Given instruction: Pick out every line in the items below that contains the string "headscarf", and copy each one. Case counts.

Data rows:
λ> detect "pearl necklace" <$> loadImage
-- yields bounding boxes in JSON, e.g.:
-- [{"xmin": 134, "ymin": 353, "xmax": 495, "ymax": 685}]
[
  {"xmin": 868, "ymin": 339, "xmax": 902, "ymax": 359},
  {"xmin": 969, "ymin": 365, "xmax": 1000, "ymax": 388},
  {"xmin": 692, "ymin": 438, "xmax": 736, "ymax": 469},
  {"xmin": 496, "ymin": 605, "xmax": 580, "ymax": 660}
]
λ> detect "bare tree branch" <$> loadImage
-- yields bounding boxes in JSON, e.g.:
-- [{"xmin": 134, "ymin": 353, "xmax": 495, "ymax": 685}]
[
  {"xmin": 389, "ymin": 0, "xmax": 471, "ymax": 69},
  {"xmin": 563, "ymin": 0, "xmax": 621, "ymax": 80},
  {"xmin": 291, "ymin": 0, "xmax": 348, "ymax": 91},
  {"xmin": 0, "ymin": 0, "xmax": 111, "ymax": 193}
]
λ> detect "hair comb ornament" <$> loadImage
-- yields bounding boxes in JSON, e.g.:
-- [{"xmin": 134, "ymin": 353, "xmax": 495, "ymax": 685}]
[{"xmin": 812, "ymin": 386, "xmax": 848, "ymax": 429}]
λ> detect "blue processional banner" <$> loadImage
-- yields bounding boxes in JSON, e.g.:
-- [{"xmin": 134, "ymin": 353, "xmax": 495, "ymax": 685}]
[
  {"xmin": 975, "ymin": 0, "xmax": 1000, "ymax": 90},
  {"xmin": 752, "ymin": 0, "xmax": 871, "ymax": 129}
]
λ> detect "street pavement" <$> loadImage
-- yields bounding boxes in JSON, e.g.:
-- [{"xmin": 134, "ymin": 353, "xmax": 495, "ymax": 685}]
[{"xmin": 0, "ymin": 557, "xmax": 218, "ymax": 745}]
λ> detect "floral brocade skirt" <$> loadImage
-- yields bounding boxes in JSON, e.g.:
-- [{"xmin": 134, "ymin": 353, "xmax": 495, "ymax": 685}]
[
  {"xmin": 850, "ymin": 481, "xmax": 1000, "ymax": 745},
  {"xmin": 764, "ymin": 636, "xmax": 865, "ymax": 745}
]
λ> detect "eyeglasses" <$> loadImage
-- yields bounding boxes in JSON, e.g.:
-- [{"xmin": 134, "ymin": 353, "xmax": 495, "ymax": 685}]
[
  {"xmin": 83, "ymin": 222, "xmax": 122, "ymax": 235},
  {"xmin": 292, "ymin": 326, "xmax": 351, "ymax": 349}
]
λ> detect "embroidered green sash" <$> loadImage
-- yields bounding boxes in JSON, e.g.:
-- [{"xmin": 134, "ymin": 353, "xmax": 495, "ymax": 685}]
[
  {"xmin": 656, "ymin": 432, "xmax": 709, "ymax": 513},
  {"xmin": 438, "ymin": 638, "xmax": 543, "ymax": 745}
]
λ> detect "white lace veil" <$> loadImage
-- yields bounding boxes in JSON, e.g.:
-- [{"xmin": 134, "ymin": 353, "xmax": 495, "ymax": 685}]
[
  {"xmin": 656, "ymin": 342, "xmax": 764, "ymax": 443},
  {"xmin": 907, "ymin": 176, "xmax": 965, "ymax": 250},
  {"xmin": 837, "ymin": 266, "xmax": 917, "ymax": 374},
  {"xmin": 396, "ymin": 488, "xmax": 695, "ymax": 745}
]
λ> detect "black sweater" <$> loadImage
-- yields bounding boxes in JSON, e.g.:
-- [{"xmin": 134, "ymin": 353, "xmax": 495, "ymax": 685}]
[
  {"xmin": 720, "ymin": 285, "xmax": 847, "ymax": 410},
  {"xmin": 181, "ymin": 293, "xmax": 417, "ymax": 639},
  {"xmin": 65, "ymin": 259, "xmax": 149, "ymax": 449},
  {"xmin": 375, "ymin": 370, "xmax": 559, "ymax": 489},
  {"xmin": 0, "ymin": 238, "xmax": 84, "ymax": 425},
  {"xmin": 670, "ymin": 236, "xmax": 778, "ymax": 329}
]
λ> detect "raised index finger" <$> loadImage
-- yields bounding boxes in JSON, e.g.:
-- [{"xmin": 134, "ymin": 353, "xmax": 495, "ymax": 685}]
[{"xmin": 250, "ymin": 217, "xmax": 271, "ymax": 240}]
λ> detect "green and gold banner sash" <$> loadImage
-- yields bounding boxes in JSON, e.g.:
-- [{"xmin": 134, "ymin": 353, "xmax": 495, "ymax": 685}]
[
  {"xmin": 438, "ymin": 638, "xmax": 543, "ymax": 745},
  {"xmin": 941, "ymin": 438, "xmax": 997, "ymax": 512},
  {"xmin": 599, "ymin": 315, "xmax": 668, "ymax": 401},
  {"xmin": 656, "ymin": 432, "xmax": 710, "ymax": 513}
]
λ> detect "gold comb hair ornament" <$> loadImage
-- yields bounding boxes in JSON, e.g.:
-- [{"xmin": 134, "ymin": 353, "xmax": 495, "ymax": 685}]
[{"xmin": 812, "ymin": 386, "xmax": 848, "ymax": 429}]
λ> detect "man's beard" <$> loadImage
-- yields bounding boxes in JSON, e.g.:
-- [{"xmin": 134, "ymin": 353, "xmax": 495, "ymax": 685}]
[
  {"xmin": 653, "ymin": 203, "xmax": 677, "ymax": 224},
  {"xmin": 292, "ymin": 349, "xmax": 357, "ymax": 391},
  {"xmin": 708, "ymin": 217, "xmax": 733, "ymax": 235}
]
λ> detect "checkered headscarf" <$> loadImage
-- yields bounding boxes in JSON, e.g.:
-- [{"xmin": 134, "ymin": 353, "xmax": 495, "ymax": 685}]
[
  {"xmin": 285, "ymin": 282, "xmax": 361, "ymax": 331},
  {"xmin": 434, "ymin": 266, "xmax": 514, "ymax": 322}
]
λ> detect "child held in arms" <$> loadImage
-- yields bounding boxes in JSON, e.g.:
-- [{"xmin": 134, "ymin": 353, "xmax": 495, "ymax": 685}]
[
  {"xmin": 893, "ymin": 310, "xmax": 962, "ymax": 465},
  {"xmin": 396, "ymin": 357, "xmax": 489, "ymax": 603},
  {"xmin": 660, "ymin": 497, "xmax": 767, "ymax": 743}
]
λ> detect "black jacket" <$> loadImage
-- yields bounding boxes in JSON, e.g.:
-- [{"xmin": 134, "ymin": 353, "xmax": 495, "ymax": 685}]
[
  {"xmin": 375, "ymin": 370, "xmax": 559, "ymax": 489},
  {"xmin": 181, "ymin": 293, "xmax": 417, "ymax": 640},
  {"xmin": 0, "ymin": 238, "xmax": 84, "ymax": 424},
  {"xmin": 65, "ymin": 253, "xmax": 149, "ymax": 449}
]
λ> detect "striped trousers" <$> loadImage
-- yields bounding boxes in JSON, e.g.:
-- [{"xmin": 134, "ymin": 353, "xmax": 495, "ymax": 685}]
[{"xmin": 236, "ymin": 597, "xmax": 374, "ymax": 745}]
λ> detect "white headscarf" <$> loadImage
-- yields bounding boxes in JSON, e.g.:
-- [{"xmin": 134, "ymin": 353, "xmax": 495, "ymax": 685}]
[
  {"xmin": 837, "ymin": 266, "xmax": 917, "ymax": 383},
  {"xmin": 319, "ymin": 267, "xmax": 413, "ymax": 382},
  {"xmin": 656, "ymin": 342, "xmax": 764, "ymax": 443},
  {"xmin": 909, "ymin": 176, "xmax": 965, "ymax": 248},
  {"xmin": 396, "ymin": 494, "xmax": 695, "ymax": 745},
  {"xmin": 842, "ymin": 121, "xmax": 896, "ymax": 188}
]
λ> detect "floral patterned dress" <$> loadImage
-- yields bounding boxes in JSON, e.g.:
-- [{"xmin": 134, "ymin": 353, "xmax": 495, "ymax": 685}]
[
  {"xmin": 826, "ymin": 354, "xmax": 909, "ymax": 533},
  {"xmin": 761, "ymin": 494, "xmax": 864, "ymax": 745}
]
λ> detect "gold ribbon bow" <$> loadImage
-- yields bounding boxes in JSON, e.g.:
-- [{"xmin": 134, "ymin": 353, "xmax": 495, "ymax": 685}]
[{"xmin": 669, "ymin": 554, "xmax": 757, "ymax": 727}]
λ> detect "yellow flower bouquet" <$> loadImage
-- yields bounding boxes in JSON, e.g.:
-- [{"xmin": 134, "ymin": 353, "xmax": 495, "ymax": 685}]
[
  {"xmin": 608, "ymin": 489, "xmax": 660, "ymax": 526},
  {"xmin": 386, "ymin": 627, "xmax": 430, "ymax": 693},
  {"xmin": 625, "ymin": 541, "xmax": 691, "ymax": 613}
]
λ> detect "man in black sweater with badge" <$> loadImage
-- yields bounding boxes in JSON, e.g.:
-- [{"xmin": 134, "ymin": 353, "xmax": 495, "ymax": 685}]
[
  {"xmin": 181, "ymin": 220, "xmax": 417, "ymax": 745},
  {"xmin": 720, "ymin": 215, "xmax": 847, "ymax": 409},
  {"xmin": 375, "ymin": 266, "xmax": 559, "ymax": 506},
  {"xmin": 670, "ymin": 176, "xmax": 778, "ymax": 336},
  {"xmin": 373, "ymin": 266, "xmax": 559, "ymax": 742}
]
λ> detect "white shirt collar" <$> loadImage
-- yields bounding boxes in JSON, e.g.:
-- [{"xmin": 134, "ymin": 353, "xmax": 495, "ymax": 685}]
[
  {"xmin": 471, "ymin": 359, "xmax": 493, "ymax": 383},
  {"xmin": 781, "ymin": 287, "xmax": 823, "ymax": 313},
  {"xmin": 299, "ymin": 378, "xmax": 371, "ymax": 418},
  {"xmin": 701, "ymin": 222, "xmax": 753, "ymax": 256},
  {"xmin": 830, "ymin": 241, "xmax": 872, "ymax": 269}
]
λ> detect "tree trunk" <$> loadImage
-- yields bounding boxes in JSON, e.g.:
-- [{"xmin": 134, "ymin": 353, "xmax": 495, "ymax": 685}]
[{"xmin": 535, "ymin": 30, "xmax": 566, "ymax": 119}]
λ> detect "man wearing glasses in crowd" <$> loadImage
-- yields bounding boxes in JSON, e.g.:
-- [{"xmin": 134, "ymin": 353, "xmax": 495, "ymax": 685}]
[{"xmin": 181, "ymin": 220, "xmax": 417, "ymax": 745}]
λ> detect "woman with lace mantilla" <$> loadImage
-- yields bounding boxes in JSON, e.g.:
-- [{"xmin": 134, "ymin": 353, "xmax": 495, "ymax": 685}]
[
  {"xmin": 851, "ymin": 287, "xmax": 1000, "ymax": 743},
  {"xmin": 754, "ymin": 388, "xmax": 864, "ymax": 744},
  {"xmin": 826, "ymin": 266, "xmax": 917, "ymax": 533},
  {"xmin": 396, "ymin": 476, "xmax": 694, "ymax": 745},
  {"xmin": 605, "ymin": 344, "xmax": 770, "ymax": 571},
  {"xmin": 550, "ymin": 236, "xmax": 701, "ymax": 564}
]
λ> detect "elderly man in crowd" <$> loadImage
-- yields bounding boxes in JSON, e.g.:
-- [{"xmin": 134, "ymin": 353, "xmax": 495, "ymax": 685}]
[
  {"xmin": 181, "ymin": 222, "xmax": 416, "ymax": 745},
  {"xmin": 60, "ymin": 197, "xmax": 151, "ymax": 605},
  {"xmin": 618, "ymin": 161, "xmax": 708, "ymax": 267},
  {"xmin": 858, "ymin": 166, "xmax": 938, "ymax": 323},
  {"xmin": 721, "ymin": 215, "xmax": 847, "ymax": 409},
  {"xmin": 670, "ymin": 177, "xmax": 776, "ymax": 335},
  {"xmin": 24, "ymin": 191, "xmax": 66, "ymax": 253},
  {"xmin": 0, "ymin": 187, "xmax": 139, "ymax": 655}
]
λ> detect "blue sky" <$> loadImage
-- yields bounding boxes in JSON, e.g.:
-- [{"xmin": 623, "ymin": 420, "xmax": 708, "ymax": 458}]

Answer to the task:
λ> detect "checkered headscarf" <$> loadImage
λ> detect "white headscarf" <$> loadImage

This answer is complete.